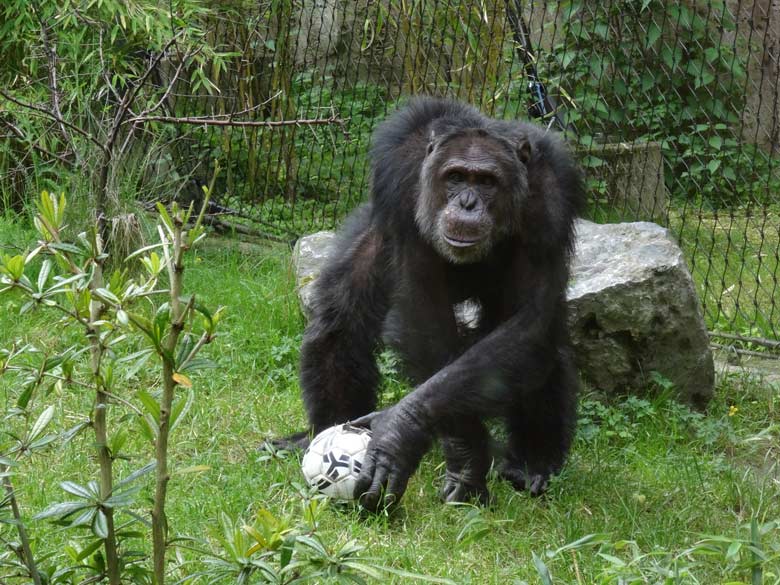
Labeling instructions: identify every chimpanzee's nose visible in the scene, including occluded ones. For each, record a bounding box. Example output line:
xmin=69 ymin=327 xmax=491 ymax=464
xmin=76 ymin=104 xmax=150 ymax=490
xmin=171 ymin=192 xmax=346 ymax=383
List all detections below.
xmin=458 ymin=189 xmax=477 ymax=211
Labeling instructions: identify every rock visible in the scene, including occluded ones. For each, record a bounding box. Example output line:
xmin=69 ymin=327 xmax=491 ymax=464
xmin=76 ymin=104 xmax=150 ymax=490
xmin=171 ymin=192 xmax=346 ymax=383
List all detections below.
xmin=293 ymin=231 xmax=336 ymax=319
xmin=293 ymin=221 xmax=714 ymax=405
xmin=567 ymin=221 xmax=715 ymax=404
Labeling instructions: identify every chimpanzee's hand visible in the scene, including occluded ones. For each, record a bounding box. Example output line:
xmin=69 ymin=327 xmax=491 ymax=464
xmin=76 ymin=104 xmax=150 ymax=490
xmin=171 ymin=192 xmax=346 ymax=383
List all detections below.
xmin=352 ymin=400 xmax=433 ymax=512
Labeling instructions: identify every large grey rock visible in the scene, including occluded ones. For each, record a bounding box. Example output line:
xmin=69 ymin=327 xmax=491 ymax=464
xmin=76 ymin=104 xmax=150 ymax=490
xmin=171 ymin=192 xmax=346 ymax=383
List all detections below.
xmin=293 ymin=221 xmax=714 ymax=404
xmin=568 ymin=221 xmax=715 ymax=404
xmin=293 ymin=231 xmax=336 ymax=319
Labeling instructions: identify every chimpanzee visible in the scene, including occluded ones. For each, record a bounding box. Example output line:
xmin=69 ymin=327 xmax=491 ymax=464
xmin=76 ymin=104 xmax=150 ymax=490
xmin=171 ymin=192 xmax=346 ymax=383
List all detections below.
xmin=289 ymin=97 xmax=585 ymax=510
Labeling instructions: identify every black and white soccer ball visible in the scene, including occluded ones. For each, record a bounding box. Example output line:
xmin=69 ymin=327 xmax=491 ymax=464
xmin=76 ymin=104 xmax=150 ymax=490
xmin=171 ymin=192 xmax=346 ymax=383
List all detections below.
xmin=301 ymin=423 xmax=371 ymax=500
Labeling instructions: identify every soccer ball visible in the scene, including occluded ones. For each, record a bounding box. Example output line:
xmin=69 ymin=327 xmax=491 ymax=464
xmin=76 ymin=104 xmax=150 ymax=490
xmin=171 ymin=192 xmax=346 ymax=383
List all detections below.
xmin=301 ymin=423 xmax=371 ymax=500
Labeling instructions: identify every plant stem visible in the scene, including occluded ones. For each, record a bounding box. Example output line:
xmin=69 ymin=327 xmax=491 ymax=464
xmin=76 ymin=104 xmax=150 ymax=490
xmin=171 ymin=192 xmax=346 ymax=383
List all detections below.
xmin=152 ymin=213 xmax=187 ymax=585
xmin=0 ymin=465 xmax=41 ymax=585
xmin=87 ymin=252 xmax=120 ymax=585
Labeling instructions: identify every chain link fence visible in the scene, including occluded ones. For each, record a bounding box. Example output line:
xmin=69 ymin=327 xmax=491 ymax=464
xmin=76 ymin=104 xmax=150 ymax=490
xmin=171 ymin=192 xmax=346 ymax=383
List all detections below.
xmin=3 ymin=0 xmax=780 ymax=350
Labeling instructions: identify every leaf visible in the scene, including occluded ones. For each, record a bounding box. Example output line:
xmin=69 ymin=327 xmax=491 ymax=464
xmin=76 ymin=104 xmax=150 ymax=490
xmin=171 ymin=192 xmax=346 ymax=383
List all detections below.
xmin=114 ymin=461 xmax=157 ymax=490
xmin=645 ymin=22 xmax=661 ymax=49
xmin=27 ymin=404 xmax=54 ymax=443
xmin=33 ymin=501 xmax=92 ymax=520
xmin=60 ymin=481 xmax=97 ymax=500
xmin=169 ymin=391 xmax=195 ymax=430
xmin=92 ymin=510 xmax=108 ymax=538
xmin=532 ymin=553 xmax=553 ymax=585
xmin=138 ymin=390 xmax=160 ymax=424
xmin=74 ymin=539 xmax=103 ymax=561
xmin=38 ymin=258 xmax=52 ymax=291
xmin=171 ymin=372 xmax=192 ymax=388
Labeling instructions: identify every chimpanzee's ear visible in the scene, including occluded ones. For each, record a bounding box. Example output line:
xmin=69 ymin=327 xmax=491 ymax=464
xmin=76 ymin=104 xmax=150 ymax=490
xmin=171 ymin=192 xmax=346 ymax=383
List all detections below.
xmin=515 ymin=134 xmax=531 ymax=165
xmin=425 ymin=130 xmax=436 ymax=156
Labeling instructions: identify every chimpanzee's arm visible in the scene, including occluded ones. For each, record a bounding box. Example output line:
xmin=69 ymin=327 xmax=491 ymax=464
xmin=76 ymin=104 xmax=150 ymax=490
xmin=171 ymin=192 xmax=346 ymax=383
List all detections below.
xmin=355 ymin=254 xmax=566 ymax=509
xmin=301 ymin=206 xmax=392 ymax=432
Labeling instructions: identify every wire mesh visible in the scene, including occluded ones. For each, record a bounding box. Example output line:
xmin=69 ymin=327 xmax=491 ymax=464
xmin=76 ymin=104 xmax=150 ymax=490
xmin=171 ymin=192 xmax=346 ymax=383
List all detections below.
xmin=0 ymin=0 xmax=780 ymax=339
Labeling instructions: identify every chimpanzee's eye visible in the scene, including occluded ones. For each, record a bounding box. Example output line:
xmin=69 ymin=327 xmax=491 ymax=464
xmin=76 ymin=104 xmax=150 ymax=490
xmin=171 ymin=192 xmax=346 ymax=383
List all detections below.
xmin=477 ymin=175 xmax=496 ymax=187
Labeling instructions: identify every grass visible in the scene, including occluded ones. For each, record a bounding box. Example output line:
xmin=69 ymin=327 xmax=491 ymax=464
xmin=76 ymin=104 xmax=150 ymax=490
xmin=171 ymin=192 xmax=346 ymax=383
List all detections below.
xmin=0 ymin=217 xmax=780 ymax=585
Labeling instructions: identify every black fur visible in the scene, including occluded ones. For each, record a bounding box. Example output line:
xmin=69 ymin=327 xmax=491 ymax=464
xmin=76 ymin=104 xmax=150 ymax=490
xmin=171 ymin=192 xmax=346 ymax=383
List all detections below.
xmin=290 ymin=98 xmax=584 ymax=508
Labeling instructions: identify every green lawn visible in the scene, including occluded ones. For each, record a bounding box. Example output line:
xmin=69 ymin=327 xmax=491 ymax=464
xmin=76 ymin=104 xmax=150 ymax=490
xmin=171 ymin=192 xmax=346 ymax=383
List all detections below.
xmin=0 ymin=222 xmax=780 ymax=585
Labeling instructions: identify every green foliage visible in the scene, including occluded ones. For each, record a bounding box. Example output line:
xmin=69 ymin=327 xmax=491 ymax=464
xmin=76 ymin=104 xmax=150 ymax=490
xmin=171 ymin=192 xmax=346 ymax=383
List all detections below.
xmin=544 ymin=0 xmax=780 ymax=207
xmin=0 ymin=192 xmax=222 ymax=584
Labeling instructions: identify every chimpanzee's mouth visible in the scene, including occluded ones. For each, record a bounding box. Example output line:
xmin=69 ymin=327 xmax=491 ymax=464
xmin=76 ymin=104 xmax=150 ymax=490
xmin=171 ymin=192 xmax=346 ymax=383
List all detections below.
xmin=444 ymin=235 xmax=482 ymax=248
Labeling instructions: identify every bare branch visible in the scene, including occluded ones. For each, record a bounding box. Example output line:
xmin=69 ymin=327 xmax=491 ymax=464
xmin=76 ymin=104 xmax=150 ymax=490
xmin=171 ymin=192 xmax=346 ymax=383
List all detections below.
xmin=41 ymin=22 xmax=80 ymax=163
xmin=125 ymin=114 xmax=349 ymax=128
xmin=139 ymin=49 xmax=201 ymax=116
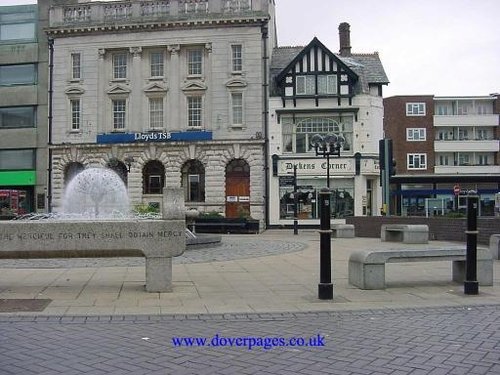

● Request
Format the lines from the line with "Labeling instructions: identify every chimpanzee's arm" to the line with "xmin=355 ymin=254 xmax=566 ymax=509", both included, as a JSON list of strings with one string per line and any blank lines omitted.

● Expected answer
[
  "Labeling instructions: identify every chimpanzee's arm visible in the scene, including occluded ones. For each, record a bounding box. Example output line:",
  "xmin=69 ymin=327 xmax=491 ymax=464",
  "xmin=76 ymin=104 xmax=150 ymax=490",
  "xmin=171 ymin=192 xmax=346 ymax=383",
  "List all detections below.",
  "xmin=355 ymin=254 xmax=566 ymax=509"
]